▸ Provided material:
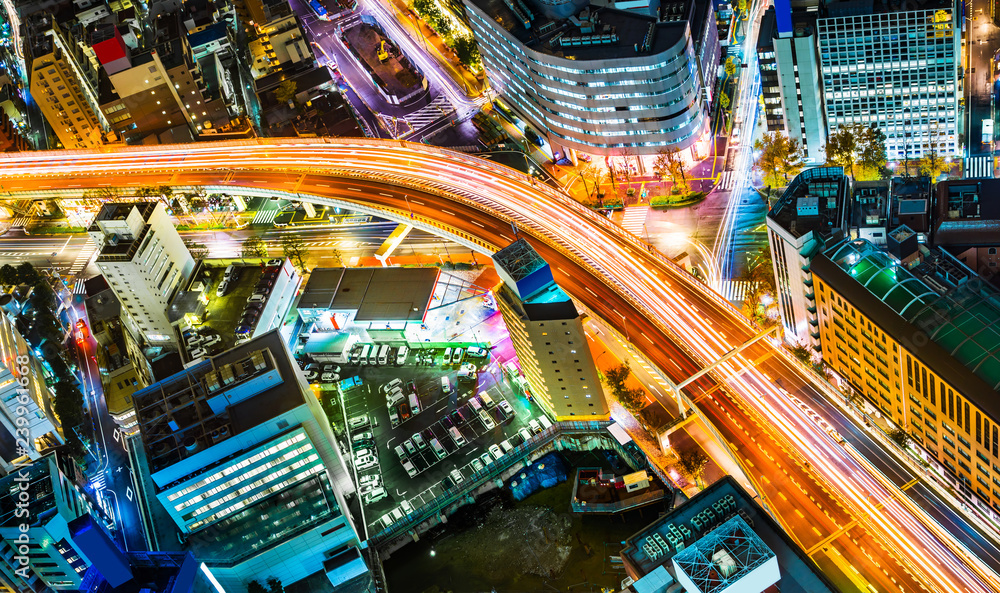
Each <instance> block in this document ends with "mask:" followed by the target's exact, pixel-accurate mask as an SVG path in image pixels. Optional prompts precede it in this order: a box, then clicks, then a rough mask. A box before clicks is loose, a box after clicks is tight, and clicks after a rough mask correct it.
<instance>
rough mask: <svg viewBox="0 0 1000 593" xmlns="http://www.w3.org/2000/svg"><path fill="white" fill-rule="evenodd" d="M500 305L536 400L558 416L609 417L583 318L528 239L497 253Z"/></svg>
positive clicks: (518, 354) (497, 293) (498, 303)
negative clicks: (562, 289)
mask: <svg viewBox="0 0 1000 593" xmlns="http://www.w3.org/2000/svg"><path fill="white" fill-rule="evenodd" d="M493 262H494V264H495V265H496V270H497V274H499V275H500V278H502V279H503V284H502V285H500V287H499V288H498V289H497V290H496V302H497V307H499V309H500V313H501V315H503V320H504V323H506V325H507V331H508V332H510V339H511V342H512V343H513V344H514V351H515V352H517V359H518V362H519V363H520V365H521V370H522V371H523V372H524V376H525V377H526V378H527V379H528V384H529V385H530V387H531V393H532V395H533V396H534V397H535V399H536V401H539V402H540V403H541V404H542V407H543V408H544V409H545V411H546V412H548V413H549V414H550V415H551V416H552V417H553V418H554V419H557V420H559V419H569V418H573V419H579V418H580V417H597V418H606V417H607V415H608V404H607V402H606V401H605V400H604V390H603V388H602V387H601V380H600V378H599V377H598V376H597V365H596V364H595V363H594V357H593V355H592V354H591V352H590V346H589V344H588V342H587V336H586V334H585V333H584V330H583V320H582V318H581V316H580V314H579V313H578V312H577V310H576V305H575V304H574V303H573V300H572V299H571V298H569V296H567V295H566V293H565V292H563V291H562V289H561V288H559V286H558V285H557V284H556V283H555V281H554V280H553V278H552V270H551V269H549V264H548V263H546V262H545V260H543V259H542V258H541V256H539V255H538V253H537V252H536V251H535V250H534V249H532V247H531V245H529V244H528V242H527V241H525V240H524V239H519V240H518V241H515V242H514V243H511V244H510V245H509V246H507V247H505V248H503V249H501V250H500V251H498V252H496V253H495V254H493Z"/></svg>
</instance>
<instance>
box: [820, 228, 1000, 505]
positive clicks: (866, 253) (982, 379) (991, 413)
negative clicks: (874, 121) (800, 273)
mask: <svg viewBox="0 0 1000 593" xmlns="http://www.w3.org/2000/svg"><path fill="white" fill-rule="evenodd" d="M812 274H813V279H814V283H815V288H816V305H817V310H818V313H819V318H820V327H819V329H820V334H821V336H822V338H821V342H822V350H823V359H824V361H825V362H826V363H827V364H829V365H830V367H831V368H832V369H833V370H834V371H835V372H836V373H837V374H838V375H840V377H841V378H842V379H844V380H846V381H847V382H849V383H850V384H851V385H852V386H853V387H854V388H855V389H856V390H857V391H858V392H859V393H861V394H863V395H864V397H865V399H866V400H867V401H868V402H870V404H871V405H872V406H875V407H877V408H878V409H879V410H880V411H881V413H882V414H884V415H885V416H886V417H887V418H889V419H891V420H892V421H893V422H894V423H895V424H896V425H898V426H900V427H902V428H904V429H905V430H906V431H907V432H908V433H909V434H910V435H911V436H912V437H913V439H914V440H915V441H916V442H917V443H918V444H920V445H921V446H922V447H923V448H924V450H925V451H926V458H927V460H928V461H929V462H930V463H931V464H932V466H934V467H935V468H937V469H938V470H940V471H941V472H943V473H944V475H946V476H948V477H949V478H951V479H952V480H953V481H954V482H955V483H956V485H957V486H958V487H959V488H960V489H961V491H962V492H963V493H965V494H966V495H967V496H968V497H969V498H970V499H971V500H973V501H975V502H976V503H977V504H978V505H979V506H980V507H981V508H983V509H984V511H986V512H988V513H991V514H992V515H993V516H994V517H1000V450H998V442H1000V439H998V432H1000V398H998V393H997V391H998V389H1000V331H998V330H997V328H996V325H995V323H994V322H995V320H996V319H998V318H1000V306H998V304H997V303H1000V292H998V291H997V290H996V289H995V288H994V287H993V286H992V285H990V284H989V283H987V282H984V281H982V280H981V279H979V278H978V277H977V276H976V274H975V272H973V271H972V270H970V269H968V268H967V267H965V266H964V265H963V264H962V263H961V262H960V261H958V260H957V259H955V258H954V257H952V256H950V255H949V254H948V253H947V252H944V251H940V250H929V249H927V248H925V247H922V246H920V245H918V243H917V241H916V233H915V232H914V231H912V230H911V229H908V228H906V227H901V228H900V229H895V230H894V231H893V232H892V233H890V237H889V252H888V253H887V252H883V251H880V250H879V249H878V248H876V247H875V246H874V245H873V244H871V243H870V242H868V241H865V240H862V239H858V240H853V241H847V240H845V241H843V242H841V243H838V244H836V245H833V246H831V247H830V248H828V249H827V250H826V251H824V252H823V253H822V254H820V255H818V256H817V257H816V258H815V259H814V260H813V262H812Z"/></svg>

▸ Work instructions:
Write out the listing above exactly, images omitted.

▸ Completed task:
Each <instance> block in this document ends with "mask:" followed by the target's exact, pixel-accurate mask as an SVG path in image pixels. Optional prompts precede it in this order: a box, then clicks, then a rough mask. A box before clicks is loose, a box after clicks is tight, and clicks after a rough mask correct it.
<instance>
rough mask: <svg viewBox="0 0 1000 593" xmlns="http://www.w3.org/2000/svg"><path fill="white" fill-rule="evenodd" d="M500 305L536 400L558 416L609 417L583 318L528 239L497 253Z"/></svg>
positive clicks: (518, 354) (497, 293) (498, 303)
negative clicks: (562, 289)
mask: <svg viewBox="0 0 1000 593" xmlns="http://www.w3.org/2000/svg"><path fill="white" fill-rule="evenodd" d="M493 262H494V264H495V265H496V270H497V274H499V275H500V278H502V279H503V284H502V285H500V287H499V288H498V289H497V290H496V302H497V307H499V309H500V313H501V315H503V320H504V323H506V325H507V331H508V332H510V339H511V342H512V343H513V344H514V351H515V352H517V359H518V362H519V363H520V365H521V370H522V371H523V372H524V376H525V377H526V378H527V379H528V384H529V385H530V387H531V393H532V395H533V396H534V397H535V399H536V401H539V402H540V403H541V404H542V407H543V408H544V409H545V411H546V412H548V413H549V414H550V415H551V416H552V417H553V418H554V419H557V420H559V419H569V418H573V419H579V418H580V417H597V418H606V417H607V415H608V404H607V402H606V401H605V400H604V390H603V388H602V387H601V380H600V378H599V377H598V376H597V365H596V364H595V363H594V357H593V355H592V354H591V352H590V346H589V344H588V342H587V336H586V334H585V333H584V330H583V320H582V318H581V316H580V314H579V313H578V312H577V310H576V305H575V304H574V303H573V300H572V299H571V298H569V296H567V295H566V293H565V292H563V291H562V289H561V288H559V286H558V285H557V284H556V283H555V281H554V280H553V278H552V270H551V269H549V264H548V263H546V262H545V260H543V259H542V258H541V256H539V255H538V253H537V252H536V251H535V250H534V249H532V247H531V245H529V244H528V242H527V241H525V240H524V239H519V240H518V241H515V242H514V243H511V244H510V245H509V246H507V247H505V248H503V249H501V250H500V251H498V252H496V253H495V254H493Z"/></svg>
</instance>
<instance>
box: [820, 228, 1000, 505]
positive clicks: (866, 253) (982, 379) (991, 413)
negative clicks: (874, 121) (800, 273)
mask: <svg viewBox="0 0 1000 593" xmlns="http://www.w3.org/2000/svg"><path fill="white" fill-rule="evenodd" d="M812 274H813V279H814V283H815V288H816V305H817V310H818V313H819V318H820V327H819V329H820V334H821V336H822V338H821V342H822V350H823V359H824V361H825V362H826V363H827V364H829V365H830V367H831V368H832V369H833V370H834V371H835V372H836V373H837V374H838V375H840V377H841V378H842V379H844V380H846V381H847V382H849V383H850V384H851V385H852V386H853V387H854V388H855V389H856V390H857V391H858V392H859V393H861V394H863V395H864V397H865V399H866V400H867V401H868V402H870V404H871V405H872V406H875V407H877V408H878V409H879V410H880V411H881V413H882V414H884V415H885V416H886V417H887V418H889V419H891V420H892V421H893V422H894V423H895V424H896V425H898V426H900V427H902V428H904V429H905V430H906V431H907V432H908V433H909V434H910V435H911V436H912V437H913V439H914V440H915V441H916V442H917V443H918V444H920V445H921V446H922V447H923V448H924V450H925V451H926V458H927V460H928V461H929V462H930V463H931V464H932V466H934V467H935V468H937V469H938V470H940V471H941V472H943V473H944V475H946V476H948V477H949V478H951V479H952V480H953V481H954V482H955V483H956V485H957V486H958V487H959V488H960V489H961V491H962V492H963V493H965V494H966V495H967V496H968V497H969V498H970V499H971V500H973V501H975V502H976V503H977V504H978V505H979V506H980V507H981V508H983V509H984V511H986V512H988V513H991V514H992V515H993V516H994V517H1000V450H998V442H1000V439H998V432H1000V398H998V393H997V391H998V389H1000V331H998V330H997V328H996V325H995V323H994V322H995V320H996V319H998V318H1000V306H998V304H997V303H1000V292H998V291H997V290H996V289H995V288H994V287H993V286H992V285H990V284H989V283H987V282H984V281H982V280H981V279H979V278H978V277H977V276H976V274H975V272H973V271H972V270H970V269H968V268H967V267H965V266H964V265H963V264H962V263H961V262H960V261H958V260H957V259H955V258H954V257H952V256H950V255H949V254H948V253H947V252H944V251H940V250H929V249H927V248H925V247H922V246H920V245H918V243H917V241H916V233H915V232H914V231H912V230H911V229H908V228H906V227H901V228H900V229H895V230H894V231H893V232H892V233H890V237H889V252H888V253H887V252H883V251H880V250H879V249H878V248H876V247H875V246H874V245H873V244H871V243H870V242H868V241H865V240H862V239H858V240H853V241H847V240H845V241H843V242H841V243H838V244H836V245H833V246H831V247H830V248H828V249H827V250H826V251H824V252H823V253H822V254H820V255H818V256H817V257H816V258H815V259H814V260H813V262H812Z"/></svg>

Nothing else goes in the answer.